Retype the entries below word for word, leaving none out.

(Data items)
────────────────
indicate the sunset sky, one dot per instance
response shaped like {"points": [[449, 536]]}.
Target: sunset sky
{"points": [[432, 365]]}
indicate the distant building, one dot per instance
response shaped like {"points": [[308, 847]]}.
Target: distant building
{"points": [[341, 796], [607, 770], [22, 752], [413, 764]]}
────────────────
- _ANSWER TO THIS EXERCISE_
indicate the sunset sky, one dot per instance
response shaped like {"points": [[449, 536]]}.
Target: sunset sky
{"points": [[432, 365]]}
indicate the distant building, one dot per instance
response shaped like {"points": [[308, 847]]}.
Target: distant building
{"points": [[341, 796], [607, 770], [22, 752], [413, 764]]}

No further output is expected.